Excerpt provided
_ _ _ _ _

You are viewing a plain text version of this content. The canonical link for it is here.

Posted to user@nutch.apache.org by Michael Kelleher <mj...@gmail.com> on 2011/11/18 17:04:10 UTC

Crawling question

I have content that is not linkable from anywhere on a site.  This 
content is only reachable via a search page.

Is it possible via some type of connector or custom plugin to index this 
content?

Thanks,

--mike

Re: Crawling question

Posted by Peyman Mohajerian <mo...@gmail.com>.

Mike,

I had a similar issue, the way I dealt with it was to change the code in
org.apache.nutch.parse.html.HtmlParser around line 178 to add my own
url to the list based on some info on 'content.getUrl()'.
The good thing is that this class is mentioned in 'parse-plugin.xml'
configuration and you can create your own HTML parser and update this
config and one more conf, so it is extensible.

Peyman

On Fri, Nov 18, 2011 at 8:04 AM, Michael Kelleher <mj...@gmail.com> wrote:
> I have content that is not linkable from anywhere on a site.  This content
> is only reachable via a search page.
>
> Is it possible via some type of connector or custom plugin to index this
> content?
>
> Thanks,
>
> --mike
>

_ _ _ _ _

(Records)
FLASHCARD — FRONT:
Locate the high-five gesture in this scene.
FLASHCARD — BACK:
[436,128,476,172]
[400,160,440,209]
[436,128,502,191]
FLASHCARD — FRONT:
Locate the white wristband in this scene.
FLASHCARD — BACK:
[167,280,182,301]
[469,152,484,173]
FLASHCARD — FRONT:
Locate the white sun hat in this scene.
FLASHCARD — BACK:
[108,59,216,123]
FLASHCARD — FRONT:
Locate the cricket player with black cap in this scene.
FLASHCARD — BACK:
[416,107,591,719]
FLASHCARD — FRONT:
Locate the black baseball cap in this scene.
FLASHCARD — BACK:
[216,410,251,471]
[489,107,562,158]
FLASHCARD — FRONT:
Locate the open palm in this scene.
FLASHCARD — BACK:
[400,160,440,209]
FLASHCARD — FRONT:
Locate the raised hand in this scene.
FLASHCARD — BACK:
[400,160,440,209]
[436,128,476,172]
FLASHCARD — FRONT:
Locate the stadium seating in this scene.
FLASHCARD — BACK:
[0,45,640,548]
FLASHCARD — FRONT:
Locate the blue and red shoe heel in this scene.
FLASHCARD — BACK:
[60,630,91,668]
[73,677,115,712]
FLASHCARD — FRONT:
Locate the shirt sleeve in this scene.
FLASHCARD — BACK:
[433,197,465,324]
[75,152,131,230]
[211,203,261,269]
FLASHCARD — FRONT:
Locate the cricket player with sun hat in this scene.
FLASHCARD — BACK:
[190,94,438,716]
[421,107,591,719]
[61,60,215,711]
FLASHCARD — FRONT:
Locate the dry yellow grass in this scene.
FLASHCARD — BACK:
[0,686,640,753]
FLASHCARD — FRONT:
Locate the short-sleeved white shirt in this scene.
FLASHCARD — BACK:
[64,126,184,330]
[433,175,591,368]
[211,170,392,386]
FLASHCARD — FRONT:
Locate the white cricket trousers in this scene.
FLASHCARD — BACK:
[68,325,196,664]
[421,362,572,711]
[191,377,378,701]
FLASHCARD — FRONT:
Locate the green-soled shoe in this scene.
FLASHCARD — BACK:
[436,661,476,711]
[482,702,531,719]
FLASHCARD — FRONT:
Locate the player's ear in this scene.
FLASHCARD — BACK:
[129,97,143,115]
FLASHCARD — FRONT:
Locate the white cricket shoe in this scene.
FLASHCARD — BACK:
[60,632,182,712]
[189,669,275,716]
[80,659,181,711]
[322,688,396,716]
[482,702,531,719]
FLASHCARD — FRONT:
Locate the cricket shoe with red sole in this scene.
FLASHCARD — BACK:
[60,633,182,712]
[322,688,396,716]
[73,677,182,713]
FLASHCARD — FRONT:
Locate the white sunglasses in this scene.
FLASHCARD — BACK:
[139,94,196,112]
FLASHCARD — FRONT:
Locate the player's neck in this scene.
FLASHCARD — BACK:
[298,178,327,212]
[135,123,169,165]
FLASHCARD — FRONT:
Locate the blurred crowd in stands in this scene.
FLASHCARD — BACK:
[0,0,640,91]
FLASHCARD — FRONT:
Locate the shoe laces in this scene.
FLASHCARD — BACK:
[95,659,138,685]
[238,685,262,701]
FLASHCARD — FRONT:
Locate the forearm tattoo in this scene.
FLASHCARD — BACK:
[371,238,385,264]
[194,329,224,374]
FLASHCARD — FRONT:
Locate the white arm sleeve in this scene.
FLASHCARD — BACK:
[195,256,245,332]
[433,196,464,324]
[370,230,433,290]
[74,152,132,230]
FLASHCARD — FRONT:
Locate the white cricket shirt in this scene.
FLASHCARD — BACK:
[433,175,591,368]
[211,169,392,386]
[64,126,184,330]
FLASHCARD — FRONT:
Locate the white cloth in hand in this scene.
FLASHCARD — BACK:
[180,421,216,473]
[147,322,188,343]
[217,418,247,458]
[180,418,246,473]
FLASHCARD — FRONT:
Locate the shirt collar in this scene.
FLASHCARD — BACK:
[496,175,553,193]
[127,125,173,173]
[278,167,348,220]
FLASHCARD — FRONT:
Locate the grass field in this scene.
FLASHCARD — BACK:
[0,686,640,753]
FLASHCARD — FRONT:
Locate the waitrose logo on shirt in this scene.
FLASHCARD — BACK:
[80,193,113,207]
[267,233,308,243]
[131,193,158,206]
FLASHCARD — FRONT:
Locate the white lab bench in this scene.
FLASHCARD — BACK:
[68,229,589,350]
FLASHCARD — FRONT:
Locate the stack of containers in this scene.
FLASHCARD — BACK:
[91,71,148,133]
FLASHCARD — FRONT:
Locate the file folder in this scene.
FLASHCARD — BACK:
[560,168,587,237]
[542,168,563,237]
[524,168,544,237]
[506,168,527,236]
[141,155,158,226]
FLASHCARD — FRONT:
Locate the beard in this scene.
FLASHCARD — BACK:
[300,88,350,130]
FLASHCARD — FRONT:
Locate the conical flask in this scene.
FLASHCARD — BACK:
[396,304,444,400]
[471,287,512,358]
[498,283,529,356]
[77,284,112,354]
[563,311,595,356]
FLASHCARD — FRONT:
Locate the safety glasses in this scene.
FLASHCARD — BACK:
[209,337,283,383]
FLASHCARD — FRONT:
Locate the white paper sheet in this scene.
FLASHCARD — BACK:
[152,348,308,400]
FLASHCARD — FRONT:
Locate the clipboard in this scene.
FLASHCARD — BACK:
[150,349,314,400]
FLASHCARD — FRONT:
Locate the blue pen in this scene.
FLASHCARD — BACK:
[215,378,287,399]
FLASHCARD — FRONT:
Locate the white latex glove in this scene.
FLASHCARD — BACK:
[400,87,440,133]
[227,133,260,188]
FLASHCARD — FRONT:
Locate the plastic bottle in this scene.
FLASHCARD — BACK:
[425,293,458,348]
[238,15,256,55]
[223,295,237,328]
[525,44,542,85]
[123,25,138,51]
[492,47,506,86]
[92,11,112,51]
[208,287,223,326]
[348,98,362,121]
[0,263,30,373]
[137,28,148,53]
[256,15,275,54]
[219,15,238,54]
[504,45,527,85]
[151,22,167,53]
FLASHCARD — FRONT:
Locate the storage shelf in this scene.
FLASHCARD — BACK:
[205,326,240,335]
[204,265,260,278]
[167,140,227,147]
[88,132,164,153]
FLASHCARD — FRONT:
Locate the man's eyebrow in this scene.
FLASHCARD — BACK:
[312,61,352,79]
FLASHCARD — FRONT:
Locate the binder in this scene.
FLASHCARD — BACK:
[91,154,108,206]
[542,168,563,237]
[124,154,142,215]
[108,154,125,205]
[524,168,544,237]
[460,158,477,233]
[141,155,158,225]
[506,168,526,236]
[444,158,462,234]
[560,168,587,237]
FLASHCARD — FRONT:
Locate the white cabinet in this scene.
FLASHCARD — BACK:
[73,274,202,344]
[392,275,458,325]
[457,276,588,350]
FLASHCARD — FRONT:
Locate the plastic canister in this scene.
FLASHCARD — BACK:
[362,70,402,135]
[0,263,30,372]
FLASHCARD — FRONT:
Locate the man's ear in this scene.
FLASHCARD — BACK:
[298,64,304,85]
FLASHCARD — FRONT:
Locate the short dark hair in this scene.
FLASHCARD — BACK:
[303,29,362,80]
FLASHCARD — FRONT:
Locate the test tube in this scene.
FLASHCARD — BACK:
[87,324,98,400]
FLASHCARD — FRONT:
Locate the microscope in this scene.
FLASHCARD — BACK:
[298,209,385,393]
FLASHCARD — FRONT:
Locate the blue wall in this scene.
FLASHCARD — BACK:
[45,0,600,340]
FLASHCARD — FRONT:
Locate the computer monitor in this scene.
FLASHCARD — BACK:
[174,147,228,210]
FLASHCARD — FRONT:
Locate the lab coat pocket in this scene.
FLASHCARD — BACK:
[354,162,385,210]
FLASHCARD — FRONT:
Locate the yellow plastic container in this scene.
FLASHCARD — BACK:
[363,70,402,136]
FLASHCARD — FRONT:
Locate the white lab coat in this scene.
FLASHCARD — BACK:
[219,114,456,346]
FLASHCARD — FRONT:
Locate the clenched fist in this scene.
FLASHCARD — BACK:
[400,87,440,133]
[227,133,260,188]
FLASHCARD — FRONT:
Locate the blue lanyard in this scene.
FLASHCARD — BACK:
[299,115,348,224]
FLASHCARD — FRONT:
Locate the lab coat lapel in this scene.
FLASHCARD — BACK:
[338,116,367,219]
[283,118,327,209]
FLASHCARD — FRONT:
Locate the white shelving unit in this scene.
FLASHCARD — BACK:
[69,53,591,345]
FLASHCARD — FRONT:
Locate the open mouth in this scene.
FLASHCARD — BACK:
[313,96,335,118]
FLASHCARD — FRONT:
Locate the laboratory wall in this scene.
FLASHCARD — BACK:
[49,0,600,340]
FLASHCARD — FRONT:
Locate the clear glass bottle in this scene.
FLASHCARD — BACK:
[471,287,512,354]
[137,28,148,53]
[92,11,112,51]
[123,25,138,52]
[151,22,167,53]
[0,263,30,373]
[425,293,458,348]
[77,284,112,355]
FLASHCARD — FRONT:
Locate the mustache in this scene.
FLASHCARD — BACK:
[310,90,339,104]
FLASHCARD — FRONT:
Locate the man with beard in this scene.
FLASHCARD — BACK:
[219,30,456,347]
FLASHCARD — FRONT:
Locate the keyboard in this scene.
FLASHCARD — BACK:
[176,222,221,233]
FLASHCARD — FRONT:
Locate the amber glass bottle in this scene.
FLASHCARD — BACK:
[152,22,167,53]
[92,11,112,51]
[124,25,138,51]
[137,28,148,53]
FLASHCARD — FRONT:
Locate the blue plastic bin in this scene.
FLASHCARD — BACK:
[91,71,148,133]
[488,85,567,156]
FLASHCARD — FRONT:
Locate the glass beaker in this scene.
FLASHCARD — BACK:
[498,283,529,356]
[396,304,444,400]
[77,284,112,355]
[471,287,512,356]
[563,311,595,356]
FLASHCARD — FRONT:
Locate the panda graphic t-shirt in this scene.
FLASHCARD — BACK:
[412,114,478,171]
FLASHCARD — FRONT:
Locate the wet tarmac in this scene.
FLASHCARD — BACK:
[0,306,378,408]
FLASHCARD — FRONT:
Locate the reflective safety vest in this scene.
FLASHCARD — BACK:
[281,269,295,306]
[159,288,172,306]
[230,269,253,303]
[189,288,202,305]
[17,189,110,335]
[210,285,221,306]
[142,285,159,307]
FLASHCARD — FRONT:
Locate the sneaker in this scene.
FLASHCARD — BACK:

_ _ _ _ _

What to do
**a)** Please reproduce the Nutch crawling thread from "Posted by Peyman" to "it is extensible.", replacing "HtmlParser" with "CustomHtmlParser".
**b)** Render the rows of the Records, from the start through the line containing "[61,60,215,711]", as a two-column CSV with the headers input and output. Give one CSV line per row, with its text and its answer each in one quoted field and line breaks turned into spaces.

Solutions in order
**a)**
Posted by Peyman Mohajerian <mo...@gmail.com>.

Mike,

I had a similar issue, the way I dealt with it was to change the code in
org.apache.nutch.parse.html.CustomHtmlParser around line 178 to add my own
url to the list based on some info on 'content.getUrl()'.
The good thing is that this class is mentioned in 'parse-plugin.xml'
configuration and you can create your own HTML parser and update this
config and one more conf, so it is extensible.

**b)**
input,output
"FLASHCARD — FRONT: Locate the high-five gesture in this scene. FLASHCARD — BACK:","[436,128,476,172] [400,160,440,209] [436,128,502,191]"
"FLASHCARD — FRONT: Locate the white wristband in this scene. FLASHCARD — BACK:","[167,280,182,301] [469,152,484,173]"
"FLASHCARD — FRONT: Locate the white sun hat in this scene. FLASHCARD — BACK:","[108,59,216,123]"
"FLASHCARD — FRONT: Locate the cricket player with black cap in this scene. FLASHCARD — BACK:","[416,107,591,719]"
"FLASHCARD — FRONT: Locate the black baseball cap in this scene. FLASHCARD — BACK:","[216,410,251,471] [489,107,562,158]"
"FLASHCARD — FRONT: Locate the open palm in this scene. FLASHCARD — BACK:","[400,160,440,209]"
"FLASHCARD — FRONT: Locate the raised hand in this scene. FLASHCARD — BACK:","[400,160,440,209] [436,128,476,172]"
"FLASHCARD — FRONT: Locate the stadium seating in this scene. FLASHCARD — BACK:","[0,45,640,548]"
"FLASHCARD — FRONT: Locate the blue and red shoe heel in this scene. FLASHCARD — BACK:","[60,630,91,668] [73,677,115,712]"
"FLASHCARD — FRONT: Locate the shirt sleeve in this scene. FLASHCARD — BACK:","[433,197,465,324] [75,152,131,230] [211,203,261,269]"
"FLASHCARD — FRONT: Locate the cricket player with sun hat in this scene. FLASHCARD — BACK:","[190,94,438,716] [421,107,591,719] [61,60,215,711]"